● TASK SET:
1 – In the Gandiva thread, reproduce the passage from "On Wed, Dec" to "an int32 vector." word for word.
2 – According to the Gandiva thread, why can't Francois Saint-Jacques get the `-debug-only` information from llvm-opt/opt? Answer in one to three sentences.

### SELECTION

Re: [Gandiva] question about IR optimization

Francois Saint-Jacques Wed, 11 Dec 2019 08:37:11 -0800

It seems that LLVM can't auto vectorize. I don't have a debug build,
so I can't get the `-debug-only` information from llvm-opt/opt about
why it can't vectorize. The buffer address mangling should be hoisted
out of the loop (still doesn't enable auto vectorization) [1]. The
buffer juggling should be moved into a separate function, and the
useless parameters elided.


[1] https://godbolt.org/z/KHdrfD

François


On Wed, Dec 11, 2019 at 5:39 AM Yibo Cai <[email protected]> wrote:
>
> Hi,
>
> I'm trying to figure out how Gandiva works by tracing unit test 
> TestSimpleArichmetic[1].
> I met with a problem about Gandiva IR generator and optimizer, would like to 
> seek for
> help from community.
>
> I'm focusing on case "b+1", which adds 1 to each element of an int32 vector. 
> I see
> there's a precompiled IR for simple int32+int32 scalar sum [2]. The vector 
> sum IR
> code is generated at runtime in LLVMGenerator::CodeGenExprValue [3], which 
> injects IR
> of loops and other controls. Then the IR goes optimization pass to generate 
> optimized
> IR [4], and finally machine code and relocation.

######
### SUPPLIED RECORDS

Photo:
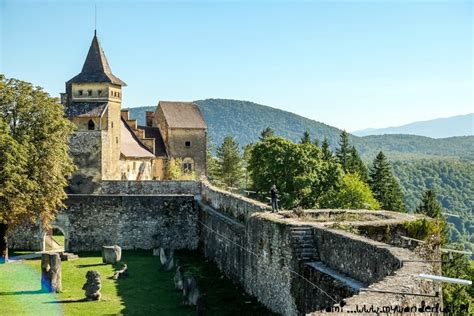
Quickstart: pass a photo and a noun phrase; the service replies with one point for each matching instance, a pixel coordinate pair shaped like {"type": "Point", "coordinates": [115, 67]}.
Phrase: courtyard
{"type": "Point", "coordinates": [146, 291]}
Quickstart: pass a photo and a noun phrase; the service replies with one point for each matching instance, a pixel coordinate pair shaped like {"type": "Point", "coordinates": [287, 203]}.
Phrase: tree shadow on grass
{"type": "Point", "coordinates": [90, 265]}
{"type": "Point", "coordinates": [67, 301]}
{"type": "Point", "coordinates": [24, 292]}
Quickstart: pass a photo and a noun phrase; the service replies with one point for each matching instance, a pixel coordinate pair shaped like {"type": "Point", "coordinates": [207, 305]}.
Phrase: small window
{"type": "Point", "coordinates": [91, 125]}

######
### SUPPLIED RECORDS

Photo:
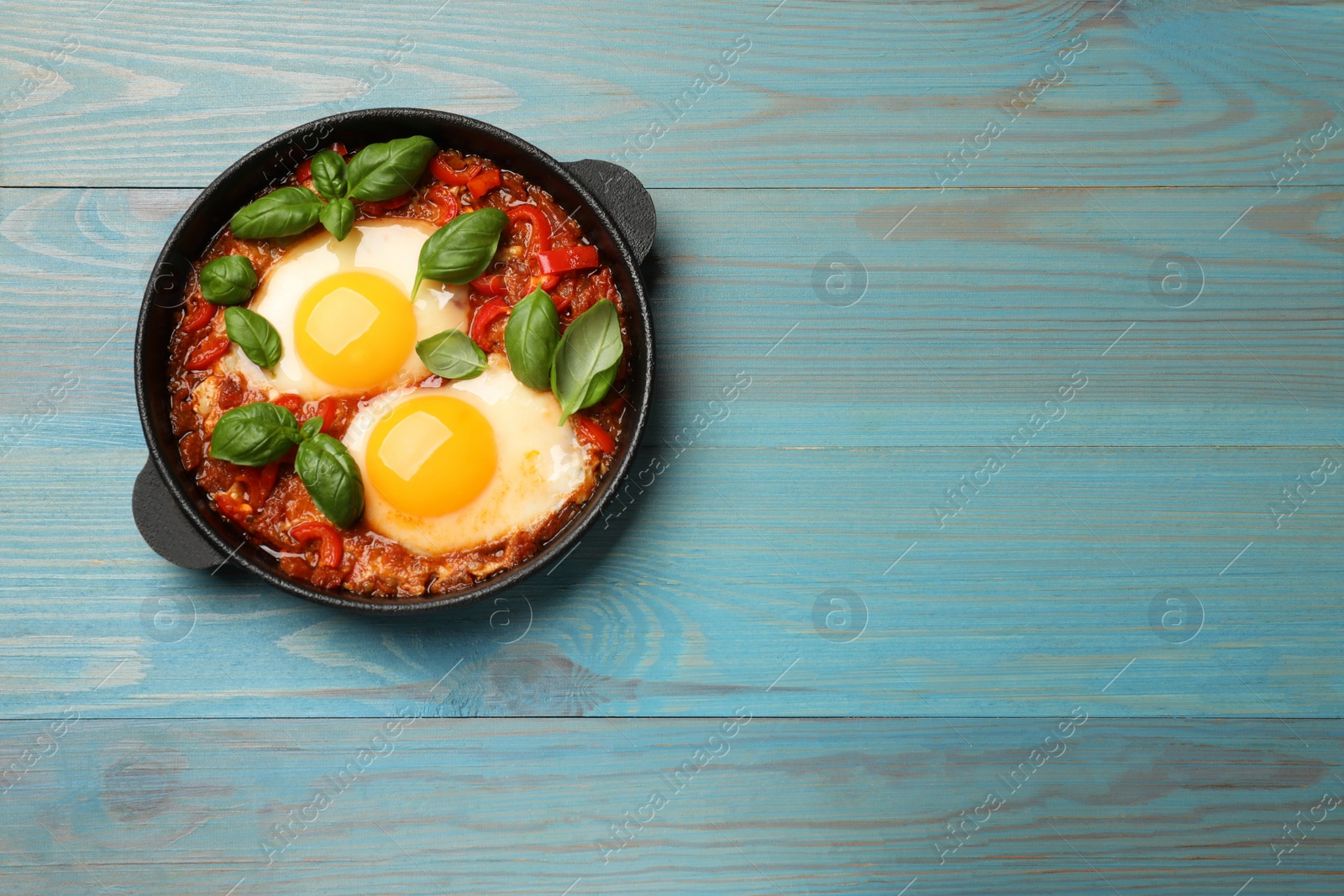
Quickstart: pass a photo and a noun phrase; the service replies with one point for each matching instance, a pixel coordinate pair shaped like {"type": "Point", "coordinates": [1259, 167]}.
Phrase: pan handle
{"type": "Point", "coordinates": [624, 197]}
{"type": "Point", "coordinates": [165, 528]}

######

● FULL ANSWERS:
1 –
On Wed, Dec 11, 2019 at 5:39 AM Yibo Cai <[email protected]> wrote:
>
> Hi,
>
> I'm trying to figure out how Gandiva works by tracing unit test 
> TestSimpleArichmetic[1].
> I met with a problem about Gandiva IR generator and optimizer, would like to 
> seek for
> help from community.
>
> I'm focusing on case "b+1", which adds 1 to each element of an int32 vector.

2 – He can't get the `-debug-only` information because he doesn't have a debug build. Without it, he can't find out from llvm-opt/opt why LLVM fails to auto vectorize.